* start GIVEN PASSAGE *
While HCL 2 is broadly compatible with its predecessor HCL 1, incorporating HIL expression features into the language required some compatibility compromises that mean some existing Terraform configurations will require slight modifications for compatibility with Terraform 0.12. Terraform itself also has some new capabilities in 0.12 that required minor incompatibilities, as a result of correcting some unintentional inconsistencies in the old implementation.

For example, Terraform 0.12 allows whole resource instances and collections of instances to be used as list values, where before only individual attributes could be accessed:

resource "aws_instance" "example" {
  count = 5

  ami           = "ami-123123"
  instance_type = "t2.micro"

output "ip_addresses" {
  value = [for x in aws_instance.example : {
    private = x.private_ip
    public  = x.public_ip

In Terraform 0.11 and earlier, aws_instance.example was not a valid reference alone, and so Terraform could get away with accepting aws_instance.example.id as an alias for aws_instance.example.0.id.

In order to make aws_instance.example usable in isolation, we had to make some decisions about how it would interact with the count feature in order to have reference like this behave consistently. The final design is that the presence of count, regardless of value, causes aws_instance.example to be a list value, and thus aws_instance.example.id is no longer valid: any existing configurations using that form would need to be rewritten as aws_instance.example[0].id.

Terraform 0.12 will include a tool to automatically rewrite the configuration files in an existing module, both to fix up these small incompatibilities and to make use of other general 0.12 and HCL 2 changes to improve readability.

Upgrade Methodology

Since some of the changes are at the level of HCL syntax, the first problem to solve is that the new HCL 2 parser will not be able to parse some existing configurations. As a result, the upgrade tool begins by using the HCL 1 parser to produce an HCL 1 AST.

As discussed in the earlier article on validation, the normal way to work with HCL 1 immediately loses details from the source file such as block structure and source locations. However, HCL 1 internally uses an AST which does retain the exact source block structure and any comments, and the upgrade tool is essentially a tree walk of that AST, applying migration rules along the way based on context.

An important requirement is to retain the relative ordering of configuration constructs and associated comments. The information retained by the HCL 1 AST in order to support terraform fmt allows us to weave the original files' comment tokens into the output at suitable locations, with the same constraints as terraform fmt itself has.

Structural Walk

The top-level flow of the upgrade process is to walk over each block and argument in the input files, and use the block type and argument names to activate different upgrade rules based on context.

Each of Terraform's top-level blocks has some different details to handle in the upgrade process, due to Terraform's special handling of its various "meta-arguments". Those special cases aside though, some general mapping rules can be derived from the providers' configuration schemas.
* end GIVEN PASSAGE *
* start EXTRACTED ENTRIES *
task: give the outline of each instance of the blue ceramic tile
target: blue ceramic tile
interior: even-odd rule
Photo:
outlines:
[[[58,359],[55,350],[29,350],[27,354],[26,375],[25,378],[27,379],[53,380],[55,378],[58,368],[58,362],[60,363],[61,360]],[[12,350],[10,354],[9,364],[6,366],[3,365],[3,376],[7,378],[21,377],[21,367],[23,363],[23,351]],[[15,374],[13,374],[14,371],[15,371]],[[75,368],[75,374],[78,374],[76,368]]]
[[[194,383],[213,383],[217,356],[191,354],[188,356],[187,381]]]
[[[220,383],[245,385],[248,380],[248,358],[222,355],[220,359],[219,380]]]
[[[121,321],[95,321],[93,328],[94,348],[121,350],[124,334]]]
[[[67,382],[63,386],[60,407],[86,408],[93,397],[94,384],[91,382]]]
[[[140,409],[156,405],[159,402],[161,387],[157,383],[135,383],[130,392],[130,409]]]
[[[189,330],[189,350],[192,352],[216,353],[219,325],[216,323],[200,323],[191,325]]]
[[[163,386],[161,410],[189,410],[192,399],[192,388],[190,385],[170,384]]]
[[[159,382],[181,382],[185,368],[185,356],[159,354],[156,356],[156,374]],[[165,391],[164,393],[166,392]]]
* end EXTRACTED ENTRIES *
* start EXTRACTED ENTRIES *
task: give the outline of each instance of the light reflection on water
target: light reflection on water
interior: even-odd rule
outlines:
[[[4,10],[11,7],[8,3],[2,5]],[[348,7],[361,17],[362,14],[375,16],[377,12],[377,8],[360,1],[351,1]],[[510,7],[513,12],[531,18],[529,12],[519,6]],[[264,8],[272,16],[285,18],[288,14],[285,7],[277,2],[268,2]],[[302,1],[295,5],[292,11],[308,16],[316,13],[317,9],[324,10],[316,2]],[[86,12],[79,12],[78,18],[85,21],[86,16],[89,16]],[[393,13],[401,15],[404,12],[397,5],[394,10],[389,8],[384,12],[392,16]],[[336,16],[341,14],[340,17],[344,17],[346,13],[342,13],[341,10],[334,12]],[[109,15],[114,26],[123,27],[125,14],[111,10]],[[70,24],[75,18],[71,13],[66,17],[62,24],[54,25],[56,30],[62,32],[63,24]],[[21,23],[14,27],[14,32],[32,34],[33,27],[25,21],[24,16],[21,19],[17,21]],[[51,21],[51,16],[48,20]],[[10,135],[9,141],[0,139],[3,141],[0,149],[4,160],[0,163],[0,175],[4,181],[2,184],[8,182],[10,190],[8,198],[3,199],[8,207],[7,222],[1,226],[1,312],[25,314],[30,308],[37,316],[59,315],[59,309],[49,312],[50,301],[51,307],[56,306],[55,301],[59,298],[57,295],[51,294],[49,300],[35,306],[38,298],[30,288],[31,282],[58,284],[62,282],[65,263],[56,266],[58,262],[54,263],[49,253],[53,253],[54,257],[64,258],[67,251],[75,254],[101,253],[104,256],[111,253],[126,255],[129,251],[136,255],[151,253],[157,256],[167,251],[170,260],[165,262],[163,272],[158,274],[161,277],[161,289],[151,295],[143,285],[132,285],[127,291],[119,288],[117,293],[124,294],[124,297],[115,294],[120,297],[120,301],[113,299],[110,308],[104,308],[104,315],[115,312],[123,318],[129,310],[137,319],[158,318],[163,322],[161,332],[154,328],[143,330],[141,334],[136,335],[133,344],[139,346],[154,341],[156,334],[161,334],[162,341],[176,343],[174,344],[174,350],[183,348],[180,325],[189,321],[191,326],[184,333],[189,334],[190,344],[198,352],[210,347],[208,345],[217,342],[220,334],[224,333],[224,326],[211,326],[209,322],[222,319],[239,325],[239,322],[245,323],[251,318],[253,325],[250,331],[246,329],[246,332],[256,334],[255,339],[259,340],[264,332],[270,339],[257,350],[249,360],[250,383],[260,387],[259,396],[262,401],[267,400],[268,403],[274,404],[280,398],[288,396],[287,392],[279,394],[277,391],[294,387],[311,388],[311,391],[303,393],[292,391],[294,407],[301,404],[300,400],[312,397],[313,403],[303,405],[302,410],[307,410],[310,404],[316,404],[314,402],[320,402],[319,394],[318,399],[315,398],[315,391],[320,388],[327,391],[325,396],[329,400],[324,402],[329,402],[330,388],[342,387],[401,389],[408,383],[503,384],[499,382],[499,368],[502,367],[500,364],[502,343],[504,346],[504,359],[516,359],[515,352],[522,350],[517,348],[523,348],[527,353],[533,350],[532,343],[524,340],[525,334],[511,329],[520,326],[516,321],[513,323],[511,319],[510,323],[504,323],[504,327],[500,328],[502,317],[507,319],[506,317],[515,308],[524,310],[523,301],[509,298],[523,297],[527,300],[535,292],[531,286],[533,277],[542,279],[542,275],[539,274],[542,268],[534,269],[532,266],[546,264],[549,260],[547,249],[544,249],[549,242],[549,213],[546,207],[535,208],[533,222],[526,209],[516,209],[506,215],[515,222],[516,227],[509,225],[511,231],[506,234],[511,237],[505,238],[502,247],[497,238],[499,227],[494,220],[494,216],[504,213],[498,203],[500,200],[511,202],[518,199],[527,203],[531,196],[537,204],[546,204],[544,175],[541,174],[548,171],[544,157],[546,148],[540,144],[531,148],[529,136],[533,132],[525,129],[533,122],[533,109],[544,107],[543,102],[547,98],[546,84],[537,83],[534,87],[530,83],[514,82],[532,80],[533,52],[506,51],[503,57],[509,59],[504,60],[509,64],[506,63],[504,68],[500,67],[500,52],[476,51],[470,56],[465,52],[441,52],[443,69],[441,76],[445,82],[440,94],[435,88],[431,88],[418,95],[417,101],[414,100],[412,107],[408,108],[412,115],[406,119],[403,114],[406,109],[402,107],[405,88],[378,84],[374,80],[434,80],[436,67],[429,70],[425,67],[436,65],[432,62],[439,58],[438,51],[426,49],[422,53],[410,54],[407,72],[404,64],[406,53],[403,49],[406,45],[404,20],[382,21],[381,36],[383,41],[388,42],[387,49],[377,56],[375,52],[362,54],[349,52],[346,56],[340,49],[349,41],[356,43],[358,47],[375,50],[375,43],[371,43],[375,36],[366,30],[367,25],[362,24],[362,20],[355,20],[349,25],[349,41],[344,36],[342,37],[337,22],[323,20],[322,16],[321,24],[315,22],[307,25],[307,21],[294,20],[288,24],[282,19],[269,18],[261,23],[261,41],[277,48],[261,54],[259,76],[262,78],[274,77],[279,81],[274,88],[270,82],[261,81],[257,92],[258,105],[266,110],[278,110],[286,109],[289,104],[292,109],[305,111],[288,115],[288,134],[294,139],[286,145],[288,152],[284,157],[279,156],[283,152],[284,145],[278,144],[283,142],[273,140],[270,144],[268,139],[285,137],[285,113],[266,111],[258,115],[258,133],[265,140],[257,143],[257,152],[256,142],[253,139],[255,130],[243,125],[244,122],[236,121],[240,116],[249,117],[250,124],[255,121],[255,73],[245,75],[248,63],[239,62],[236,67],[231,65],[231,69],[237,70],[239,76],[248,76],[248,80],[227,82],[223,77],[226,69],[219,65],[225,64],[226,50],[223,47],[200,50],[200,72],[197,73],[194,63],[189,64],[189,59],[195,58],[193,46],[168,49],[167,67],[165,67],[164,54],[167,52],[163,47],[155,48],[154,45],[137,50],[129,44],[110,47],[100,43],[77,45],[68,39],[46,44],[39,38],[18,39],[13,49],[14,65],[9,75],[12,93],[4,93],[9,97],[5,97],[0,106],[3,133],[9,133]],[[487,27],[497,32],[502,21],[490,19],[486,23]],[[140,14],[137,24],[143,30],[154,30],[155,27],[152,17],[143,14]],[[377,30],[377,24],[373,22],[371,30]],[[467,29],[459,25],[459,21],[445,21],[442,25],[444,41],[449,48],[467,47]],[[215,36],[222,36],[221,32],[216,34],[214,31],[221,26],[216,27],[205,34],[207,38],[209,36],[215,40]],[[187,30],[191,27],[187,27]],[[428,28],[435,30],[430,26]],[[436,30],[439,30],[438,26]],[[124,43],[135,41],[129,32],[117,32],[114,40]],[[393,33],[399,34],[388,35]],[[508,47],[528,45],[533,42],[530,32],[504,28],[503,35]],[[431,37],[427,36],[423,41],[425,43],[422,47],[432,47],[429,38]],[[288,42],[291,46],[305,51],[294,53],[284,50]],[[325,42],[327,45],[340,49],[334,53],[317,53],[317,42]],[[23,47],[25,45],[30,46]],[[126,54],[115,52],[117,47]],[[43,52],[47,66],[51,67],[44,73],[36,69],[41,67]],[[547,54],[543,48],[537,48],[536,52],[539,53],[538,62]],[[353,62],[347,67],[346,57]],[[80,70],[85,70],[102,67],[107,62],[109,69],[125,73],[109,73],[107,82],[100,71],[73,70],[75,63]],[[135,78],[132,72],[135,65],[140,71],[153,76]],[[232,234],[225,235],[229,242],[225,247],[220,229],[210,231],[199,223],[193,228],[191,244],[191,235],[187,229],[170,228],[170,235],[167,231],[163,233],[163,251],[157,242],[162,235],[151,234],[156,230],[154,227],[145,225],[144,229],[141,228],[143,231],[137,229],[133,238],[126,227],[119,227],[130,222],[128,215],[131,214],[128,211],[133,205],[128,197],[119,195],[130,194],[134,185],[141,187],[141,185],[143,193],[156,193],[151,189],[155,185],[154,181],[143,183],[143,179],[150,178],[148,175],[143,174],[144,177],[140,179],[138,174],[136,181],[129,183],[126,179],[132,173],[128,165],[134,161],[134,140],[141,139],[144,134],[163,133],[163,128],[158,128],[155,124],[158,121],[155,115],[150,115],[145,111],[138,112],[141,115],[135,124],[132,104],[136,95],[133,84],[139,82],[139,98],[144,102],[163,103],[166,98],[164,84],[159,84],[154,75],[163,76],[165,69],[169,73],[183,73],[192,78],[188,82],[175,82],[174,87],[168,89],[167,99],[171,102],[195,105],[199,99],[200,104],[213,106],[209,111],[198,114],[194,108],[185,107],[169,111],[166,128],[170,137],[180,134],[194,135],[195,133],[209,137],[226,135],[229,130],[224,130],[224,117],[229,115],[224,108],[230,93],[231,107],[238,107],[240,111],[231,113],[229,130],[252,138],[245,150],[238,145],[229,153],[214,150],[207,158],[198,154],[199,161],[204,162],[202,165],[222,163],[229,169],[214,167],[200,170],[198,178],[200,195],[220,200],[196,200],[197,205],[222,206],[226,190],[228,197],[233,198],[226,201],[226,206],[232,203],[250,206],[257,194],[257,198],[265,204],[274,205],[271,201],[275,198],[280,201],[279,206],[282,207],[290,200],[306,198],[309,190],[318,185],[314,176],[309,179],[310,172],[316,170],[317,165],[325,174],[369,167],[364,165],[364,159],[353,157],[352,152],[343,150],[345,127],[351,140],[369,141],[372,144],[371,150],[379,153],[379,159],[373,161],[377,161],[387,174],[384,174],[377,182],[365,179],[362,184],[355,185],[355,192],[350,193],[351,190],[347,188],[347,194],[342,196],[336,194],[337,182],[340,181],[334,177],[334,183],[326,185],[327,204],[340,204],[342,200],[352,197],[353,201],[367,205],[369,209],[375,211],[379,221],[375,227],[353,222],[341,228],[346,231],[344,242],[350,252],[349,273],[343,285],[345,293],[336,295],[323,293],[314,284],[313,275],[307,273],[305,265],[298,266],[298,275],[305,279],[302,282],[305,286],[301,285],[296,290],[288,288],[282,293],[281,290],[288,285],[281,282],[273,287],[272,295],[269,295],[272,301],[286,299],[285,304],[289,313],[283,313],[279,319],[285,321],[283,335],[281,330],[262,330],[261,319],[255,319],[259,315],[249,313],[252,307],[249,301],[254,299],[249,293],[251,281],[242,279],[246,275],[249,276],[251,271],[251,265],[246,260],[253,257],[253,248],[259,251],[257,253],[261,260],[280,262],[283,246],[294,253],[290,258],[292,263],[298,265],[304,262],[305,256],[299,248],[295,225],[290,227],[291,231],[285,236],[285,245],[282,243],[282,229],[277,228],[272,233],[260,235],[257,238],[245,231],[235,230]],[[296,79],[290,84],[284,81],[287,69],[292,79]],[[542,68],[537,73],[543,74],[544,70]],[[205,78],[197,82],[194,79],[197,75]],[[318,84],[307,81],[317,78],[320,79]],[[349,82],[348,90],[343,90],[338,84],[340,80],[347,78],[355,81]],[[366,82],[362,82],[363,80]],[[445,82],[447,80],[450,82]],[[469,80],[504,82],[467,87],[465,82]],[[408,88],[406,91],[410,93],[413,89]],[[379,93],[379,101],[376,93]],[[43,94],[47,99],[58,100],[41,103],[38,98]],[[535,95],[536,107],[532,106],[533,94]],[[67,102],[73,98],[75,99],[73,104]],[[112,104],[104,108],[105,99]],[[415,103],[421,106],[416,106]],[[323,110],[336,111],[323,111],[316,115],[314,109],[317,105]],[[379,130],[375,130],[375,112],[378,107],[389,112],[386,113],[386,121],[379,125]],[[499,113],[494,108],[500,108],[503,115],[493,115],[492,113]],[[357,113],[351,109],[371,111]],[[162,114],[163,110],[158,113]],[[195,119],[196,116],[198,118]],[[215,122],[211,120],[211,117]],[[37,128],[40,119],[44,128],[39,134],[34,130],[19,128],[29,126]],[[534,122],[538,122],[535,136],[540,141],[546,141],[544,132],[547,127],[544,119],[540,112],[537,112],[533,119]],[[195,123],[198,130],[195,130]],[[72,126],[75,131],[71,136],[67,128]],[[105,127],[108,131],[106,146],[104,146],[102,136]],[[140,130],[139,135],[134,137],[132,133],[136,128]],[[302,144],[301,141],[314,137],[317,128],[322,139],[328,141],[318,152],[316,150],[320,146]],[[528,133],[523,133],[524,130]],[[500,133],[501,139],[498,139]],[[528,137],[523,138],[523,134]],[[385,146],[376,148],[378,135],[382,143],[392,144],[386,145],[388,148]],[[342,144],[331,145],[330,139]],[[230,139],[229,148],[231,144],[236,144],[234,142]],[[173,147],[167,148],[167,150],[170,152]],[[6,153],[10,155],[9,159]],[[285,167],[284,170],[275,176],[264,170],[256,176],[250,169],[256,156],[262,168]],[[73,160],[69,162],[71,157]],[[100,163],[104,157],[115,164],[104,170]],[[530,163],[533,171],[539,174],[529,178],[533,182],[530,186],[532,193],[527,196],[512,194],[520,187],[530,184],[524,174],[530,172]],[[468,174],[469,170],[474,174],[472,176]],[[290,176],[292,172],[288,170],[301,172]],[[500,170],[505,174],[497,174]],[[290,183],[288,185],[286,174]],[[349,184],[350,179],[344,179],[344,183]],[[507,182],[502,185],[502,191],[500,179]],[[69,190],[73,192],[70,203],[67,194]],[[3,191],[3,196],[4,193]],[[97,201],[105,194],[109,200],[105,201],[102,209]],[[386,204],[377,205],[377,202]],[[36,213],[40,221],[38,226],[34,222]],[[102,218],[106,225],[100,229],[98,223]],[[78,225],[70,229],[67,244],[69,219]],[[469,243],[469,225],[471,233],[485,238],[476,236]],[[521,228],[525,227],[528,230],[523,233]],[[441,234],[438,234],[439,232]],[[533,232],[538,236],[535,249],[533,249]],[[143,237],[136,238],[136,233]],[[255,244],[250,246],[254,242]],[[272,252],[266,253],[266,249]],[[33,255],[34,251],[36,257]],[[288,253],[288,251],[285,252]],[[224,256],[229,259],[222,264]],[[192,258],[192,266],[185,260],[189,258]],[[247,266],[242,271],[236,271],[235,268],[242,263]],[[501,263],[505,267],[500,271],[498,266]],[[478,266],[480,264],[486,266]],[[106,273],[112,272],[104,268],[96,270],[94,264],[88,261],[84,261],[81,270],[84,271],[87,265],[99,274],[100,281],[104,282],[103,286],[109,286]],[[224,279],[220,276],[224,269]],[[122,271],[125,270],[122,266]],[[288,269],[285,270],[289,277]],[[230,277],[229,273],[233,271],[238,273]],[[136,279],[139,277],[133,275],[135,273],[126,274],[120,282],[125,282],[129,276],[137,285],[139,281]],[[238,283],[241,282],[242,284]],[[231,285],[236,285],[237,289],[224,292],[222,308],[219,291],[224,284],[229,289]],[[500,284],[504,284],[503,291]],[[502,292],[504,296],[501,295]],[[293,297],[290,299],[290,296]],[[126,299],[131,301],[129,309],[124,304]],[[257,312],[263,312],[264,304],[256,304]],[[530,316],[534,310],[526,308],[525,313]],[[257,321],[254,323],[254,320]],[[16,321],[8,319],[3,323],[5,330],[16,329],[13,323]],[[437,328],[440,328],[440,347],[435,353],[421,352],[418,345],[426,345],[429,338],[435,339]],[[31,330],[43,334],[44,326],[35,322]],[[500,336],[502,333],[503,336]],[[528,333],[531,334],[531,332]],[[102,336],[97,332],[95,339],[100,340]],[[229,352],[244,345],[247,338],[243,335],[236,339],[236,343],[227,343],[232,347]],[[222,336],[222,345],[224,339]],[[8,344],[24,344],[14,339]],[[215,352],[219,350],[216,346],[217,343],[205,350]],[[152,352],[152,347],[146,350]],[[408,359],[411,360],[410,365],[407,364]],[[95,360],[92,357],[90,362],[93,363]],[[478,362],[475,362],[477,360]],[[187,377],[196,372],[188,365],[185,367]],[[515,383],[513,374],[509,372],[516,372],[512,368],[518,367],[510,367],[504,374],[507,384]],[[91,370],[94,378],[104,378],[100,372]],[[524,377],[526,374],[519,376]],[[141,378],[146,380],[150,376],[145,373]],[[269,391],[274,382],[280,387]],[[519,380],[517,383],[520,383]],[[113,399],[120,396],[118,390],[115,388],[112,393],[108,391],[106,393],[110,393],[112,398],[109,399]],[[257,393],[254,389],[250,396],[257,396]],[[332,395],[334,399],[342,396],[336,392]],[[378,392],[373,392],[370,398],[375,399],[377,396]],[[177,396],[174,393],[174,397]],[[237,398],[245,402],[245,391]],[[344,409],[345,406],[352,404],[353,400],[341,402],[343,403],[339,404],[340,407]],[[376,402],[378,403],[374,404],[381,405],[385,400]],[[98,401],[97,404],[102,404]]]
* end EXTRACTED ENTRIES *
_DIRECTIONS_
• A. In the Terraform upgrade text, what form must existing configurations that use aws_instance.example.id be rewritten to?
• B. Extract every line of the rows that contains the word "ceramic". Case counts.

_ANSWERS PER TASK_
• A. aws_instance.example[0].id

• B.
task: give the outline of each instance of the blue ceramic tile
target: blue ceramic tile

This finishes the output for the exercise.